── Teks Sumber

Berdasarkan judul tersebut, maka dapat dirumuskan 2 rumusan masalah sebagai berikut: (1) Bagaimana pengaturan perjanjian perkawinan berdasarkan Undang-Undang Perkawinan dan Putusan Mahkamah Konstitusi Nomor 69/PUU-XIII/2015?; dan (2) Bagaimana akibat hukum perjanjian perkawinan yang tidak dicatatkan dalam perkawinan campuran? Adapun tujuan dari penulisan ini yaitu: (1) untuk mengetahui dan menganalisis pengaturan perjanjian perkawinan berdasarkan Undang-Undang Perkawinan dan Putusan Mahkamah Konstitusi Nomor 69/PUU-XIII/2015; dan (2) untuk menganalisis akibat hukum perjanjian perkawinan yang tidak dicatatkan dalam perkawinan campuran.
Berkaitan dengan state of art, terdapat artikel-artikel yang memiliki kemiripan dengan topik yang tengah diteliti. Artikel-artikel sebagaimana dimaksud, antara lain:
-
1) Jurnal yang ditulis oleh Erdyan Paramita dan Irnawan Dadori yang diterbitkan oleh Jurnal Repertorium. Berjudul “Akibat Hukum Perjanjian Perkawinan Yang Tidak Disahkan Oleh Pegawai Pencatat Perkawinan”. Permasalahan hukum yang dikaji, yaitu: (1) Keabsahan perjanjian perkawinan yang tidak disahkan oleh pegawai pencatat perkawinan; (2) Akibat hukum perjanjian perkawinan yang tidak disahkan oleh pegawai pencatat perkawinan
-
2) Jurnal yang ditulis oleh Nadia Valentina, Iwan Permadi dan Siti Noer Endah yang diterbitkan oleh Arena Hukum. Berjudul “Kepastian Hukum Perjanjian Kawin Yang Sudah Disahkan Namun Tidak Dicantumkan Di Kutipan Akta Perkawinan Yang Diterbitkan Oleh Dinas Kependudukan Dan Pencatatan Sipil Kota Malang”. Permasalahan hukum yang dikaji yaitu: (1) Kepastian hukum berlakunya perjanjian kawin yang sudah disahka namun keberadaannya tidak dicantumkan di Kutipan Akta Perkawinan yang diterbitkan oleh Dispendukcapil Kota Malang; (2) Upaya hukum pasangan suami istri yang keberadaan perjanjian kawinnya tidak dicantumkan di Kutipan Akta Perkawinan yang diterbitkan oleh Dispendukcapil Kota Malang; (3) Bentuk materi muatan pencantuman perjanjian kawin seharusnya tertera di Kutipan Akta Perkawinan yang diterbitkan oleh Dispendukcapil Kota Malang.

────
── Data Terkumpul

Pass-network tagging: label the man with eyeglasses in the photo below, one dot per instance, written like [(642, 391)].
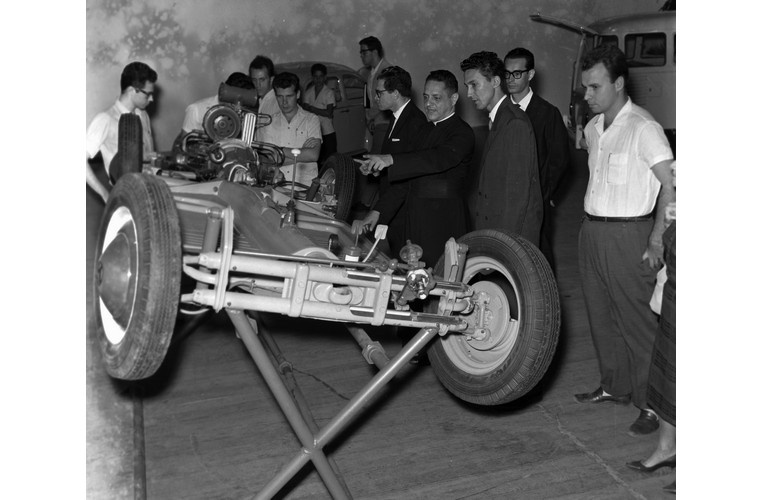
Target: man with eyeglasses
[(393, 92), (431, 177), (293, 127), (506, 194), (137, 90), (373, 63), (549, 132)]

────

**Tugas Anda:**
Jawablah pertanyaan berikut berdasarkan teks sumber tentang perjanjian perkawinan.
(a) Berapa nomor Putusan Mahkamah Konstitusi yang disebut dalam rumusan masalah?
(b) Oleh jurnal apa artikel karya Erdyan Paramita dan Irnawan Dadori diterbitkan?
(c) Dinas Kependudukan dan Pencatatan Sipil kota mana yang disebut dalam judul artikel karya Nadia Valentina, Iwan Permadi dan Siti Noer Endah?
Jawablah dengan berpedoman pada teks sumber saja.

**Hasil:**
(a) 69/PUU-XIII/2015
(b) Jurnal Repertorium
(c) Kota Malang